*What this task involves*:
Return each line of the entries below that contains the string "grille".

(Records from a collection)
━━━━━━━━━━━━━━━━━━━━━━━━━━━━━━
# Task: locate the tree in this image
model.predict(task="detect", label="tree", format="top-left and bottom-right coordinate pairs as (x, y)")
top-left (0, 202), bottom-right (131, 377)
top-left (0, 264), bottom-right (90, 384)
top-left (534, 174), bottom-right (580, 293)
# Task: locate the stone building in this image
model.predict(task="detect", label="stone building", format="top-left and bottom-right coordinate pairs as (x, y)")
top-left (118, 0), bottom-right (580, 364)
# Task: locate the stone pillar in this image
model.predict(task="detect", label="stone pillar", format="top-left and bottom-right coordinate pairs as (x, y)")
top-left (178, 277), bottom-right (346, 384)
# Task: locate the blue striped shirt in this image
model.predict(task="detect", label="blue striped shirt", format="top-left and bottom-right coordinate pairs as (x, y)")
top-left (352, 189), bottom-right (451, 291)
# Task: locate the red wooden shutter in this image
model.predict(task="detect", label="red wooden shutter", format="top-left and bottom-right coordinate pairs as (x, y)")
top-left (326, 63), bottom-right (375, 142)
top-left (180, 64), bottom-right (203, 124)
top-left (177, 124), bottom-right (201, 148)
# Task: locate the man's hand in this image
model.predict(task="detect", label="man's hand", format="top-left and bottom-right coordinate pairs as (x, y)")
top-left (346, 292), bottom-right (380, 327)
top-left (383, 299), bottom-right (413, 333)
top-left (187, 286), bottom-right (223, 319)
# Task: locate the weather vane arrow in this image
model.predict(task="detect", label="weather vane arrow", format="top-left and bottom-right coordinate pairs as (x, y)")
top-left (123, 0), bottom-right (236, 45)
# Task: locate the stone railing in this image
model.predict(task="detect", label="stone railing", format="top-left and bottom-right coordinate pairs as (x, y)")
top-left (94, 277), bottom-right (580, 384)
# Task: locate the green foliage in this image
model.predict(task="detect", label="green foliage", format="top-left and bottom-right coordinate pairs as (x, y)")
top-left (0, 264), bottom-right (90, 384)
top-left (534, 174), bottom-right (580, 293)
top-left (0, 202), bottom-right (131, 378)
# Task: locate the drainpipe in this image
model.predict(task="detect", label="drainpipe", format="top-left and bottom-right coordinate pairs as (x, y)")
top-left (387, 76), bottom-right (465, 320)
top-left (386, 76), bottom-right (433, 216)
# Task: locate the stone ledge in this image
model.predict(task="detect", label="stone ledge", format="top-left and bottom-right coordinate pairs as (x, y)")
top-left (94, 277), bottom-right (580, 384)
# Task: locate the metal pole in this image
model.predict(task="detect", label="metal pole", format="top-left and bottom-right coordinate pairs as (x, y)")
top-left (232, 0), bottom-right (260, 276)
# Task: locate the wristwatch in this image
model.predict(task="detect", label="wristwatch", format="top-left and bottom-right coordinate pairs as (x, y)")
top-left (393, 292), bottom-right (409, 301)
━━━━━━━━━━━━━━━━━━━━━━━━━━━━━━
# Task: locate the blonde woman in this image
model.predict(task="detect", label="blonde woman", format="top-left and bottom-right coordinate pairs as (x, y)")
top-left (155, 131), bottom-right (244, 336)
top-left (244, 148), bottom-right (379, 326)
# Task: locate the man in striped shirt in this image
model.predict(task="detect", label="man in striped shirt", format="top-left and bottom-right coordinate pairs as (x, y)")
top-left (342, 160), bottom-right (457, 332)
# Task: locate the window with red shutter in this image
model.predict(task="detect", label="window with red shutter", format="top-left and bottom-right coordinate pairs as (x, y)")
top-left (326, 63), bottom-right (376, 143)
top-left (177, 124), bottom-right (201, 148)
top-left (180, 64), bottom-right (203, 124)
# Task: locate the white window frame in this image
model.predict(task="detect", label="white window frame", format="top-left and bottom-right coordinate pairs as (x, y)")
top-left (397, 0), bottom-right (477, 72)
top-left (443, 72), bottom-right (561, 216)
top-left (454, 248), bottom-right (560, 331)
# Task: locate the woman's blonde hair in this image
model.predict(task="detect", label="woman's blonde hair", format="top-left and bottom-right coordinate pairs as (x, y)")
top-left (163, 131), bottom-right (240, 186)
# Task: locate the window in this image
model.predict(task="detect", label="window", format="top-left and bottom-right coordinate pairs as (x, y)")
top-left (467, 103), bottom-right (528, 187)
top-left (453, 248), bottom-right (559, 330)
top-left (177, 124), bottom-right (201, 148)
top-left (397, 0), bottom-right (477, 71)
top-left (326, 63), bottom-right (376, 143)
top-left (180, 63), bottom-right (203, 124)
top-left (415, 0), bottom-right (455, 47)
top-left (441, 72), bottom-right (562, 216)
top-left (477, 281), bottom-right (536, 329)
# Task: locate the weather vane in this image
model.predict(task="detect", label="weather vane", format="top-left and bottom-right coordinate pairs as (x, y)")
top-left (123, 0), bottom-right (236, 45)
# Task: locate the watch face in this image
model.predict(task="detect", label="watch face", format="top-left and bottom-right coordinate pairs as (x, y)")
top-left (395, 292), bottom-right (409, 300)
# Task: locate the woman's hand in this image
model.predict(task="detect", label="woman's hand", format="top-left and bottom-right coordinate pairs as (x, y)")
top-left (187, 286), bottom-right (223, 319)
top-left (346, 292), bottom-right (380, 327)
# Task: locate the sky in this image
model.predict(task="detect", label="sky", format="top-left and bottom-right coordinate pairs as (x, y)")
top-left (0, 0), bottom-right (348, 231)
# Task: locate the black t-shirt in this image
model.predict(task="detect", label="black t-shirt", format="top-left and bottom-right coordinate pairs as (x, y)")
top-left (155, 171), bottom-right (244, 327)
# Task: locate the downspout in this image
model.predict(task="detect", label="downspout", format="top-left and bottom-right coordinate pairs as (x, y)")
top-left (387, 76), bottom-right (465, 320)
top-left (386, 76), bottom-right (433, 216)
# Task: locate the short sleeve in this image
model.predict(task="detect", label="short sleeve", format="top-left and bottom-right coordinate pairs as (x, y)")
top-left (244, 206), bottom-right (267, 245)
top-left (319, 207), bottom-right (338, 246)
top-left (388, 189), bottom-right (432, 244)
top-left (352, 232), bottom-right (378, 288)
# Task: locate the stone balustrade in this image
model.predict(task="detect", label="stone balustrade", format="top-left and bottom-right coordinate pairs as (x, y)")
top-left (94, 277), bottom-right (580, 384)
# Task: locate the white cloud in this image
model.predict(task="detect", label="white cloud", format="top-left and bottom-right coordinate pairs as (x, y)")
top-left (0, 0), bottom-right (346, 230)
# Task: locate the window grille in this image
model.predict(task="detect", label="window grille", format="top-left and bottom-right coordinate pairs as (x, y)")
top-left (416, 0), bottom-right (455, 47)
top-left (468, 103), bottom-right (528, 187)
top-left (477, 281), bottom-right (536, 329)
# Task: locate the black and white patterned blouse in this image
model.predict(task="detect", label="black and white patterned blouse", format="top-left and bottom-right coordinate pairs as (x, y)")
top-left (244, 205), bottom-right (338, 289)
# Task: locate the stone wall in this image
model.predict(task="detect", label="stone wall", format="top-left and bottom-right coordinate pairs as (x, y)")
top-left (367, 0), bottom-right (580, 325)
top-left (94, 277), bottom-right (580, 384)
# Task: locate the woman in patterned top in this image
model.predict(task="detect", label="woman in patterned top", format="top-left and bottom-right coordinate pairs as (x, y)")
━━━━━━━━━━━━━━━━━━━━━━━━━━━━━━
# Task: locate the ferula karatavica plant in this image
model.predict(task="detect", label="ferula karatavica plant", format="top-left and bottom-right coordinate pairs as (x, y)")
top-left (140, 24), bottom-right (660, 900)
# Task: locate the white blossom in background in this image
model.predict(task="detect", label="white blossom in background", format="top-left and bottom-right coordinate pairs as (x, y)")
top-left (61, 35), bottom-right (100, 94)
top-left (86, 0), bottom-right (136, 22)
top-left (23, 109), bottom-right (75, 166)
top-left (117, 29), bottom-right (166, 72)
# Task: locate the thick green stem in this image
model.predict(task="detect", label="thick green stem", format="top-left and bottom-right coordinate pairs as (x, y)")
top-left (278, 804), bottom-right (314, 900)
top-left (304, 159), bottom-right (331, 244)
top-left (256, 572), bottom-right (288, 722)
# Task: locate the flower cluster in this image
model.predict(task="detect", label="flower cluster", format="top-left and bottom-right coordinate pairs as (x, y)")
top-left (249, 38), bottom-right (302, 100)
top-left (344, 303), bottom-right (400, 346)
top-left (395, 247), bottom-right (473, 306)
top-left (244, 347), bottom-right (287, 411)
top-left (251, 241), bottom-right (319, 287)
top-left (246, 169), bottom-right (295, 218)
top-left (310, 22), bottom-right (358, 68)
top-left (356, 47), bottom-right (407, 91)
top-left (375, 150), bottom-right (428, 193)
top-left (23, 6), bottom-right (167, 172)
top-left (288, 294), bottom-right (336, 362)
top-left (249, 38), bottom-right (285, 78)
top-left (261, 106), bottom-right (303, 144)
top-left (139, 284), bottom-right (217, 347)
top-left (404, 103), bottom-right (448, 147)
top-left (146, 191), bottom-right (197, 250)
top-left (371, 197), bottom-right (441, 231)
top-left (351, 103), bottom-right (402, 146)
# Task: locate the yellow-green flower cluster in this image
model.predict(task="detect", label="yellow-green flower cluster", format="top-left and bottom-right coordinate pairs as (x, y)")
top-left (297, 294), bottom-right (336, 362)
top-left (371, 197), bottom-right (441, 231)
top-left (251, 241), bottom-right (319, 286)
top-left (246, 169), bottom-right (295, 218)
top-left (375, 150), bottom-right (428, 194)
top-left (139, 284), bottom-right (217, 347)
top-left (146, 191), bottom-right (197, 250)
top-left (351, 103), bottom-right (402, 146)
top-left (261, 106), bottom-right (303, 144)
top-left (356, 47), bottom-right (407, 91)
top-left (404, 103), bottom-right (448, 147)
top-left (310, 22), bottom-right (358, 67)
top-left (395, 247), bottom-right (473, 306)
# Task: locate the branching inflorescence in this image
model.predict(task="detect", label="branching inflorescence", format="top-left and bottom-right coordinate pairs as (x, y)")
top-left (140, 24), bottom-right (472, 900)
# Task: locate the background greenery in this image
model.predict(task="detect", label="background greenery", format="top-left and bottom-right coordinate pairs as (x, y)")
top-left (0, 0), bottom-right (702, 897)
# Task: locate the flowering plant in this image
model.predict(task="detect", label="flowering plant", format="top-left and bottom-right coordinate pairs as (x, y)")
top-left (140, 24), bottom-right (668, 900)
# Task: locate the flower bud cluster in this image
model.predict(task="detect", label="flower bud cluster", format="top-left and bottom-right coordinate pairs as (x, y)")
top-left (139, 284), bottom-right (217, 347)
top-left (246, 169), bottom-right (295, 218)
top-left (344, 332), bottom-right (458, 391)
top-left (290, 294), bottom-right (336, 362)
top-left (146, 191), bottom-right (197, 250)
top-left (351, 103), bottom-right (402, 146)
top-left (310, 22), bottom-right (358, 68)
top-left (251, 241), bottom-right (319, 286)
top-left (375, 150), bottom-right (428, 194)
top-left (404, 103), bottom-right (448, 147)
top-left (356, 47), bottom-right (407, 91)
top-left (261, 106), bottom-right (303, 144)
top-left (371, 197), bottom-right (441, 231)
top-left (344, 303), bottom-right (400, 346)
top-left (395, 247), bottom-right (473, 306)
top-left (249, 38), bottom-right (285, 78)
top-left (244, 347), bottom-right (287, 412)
━━━━━━━━━━━━━━━━━━━━━━━━━━━━━━
*Exercise output*:
# Task: locate the window grille in this image
model.predict(task="detect", label="window grille", format="top-left and bottom-right coordinate pairs as (x, y)")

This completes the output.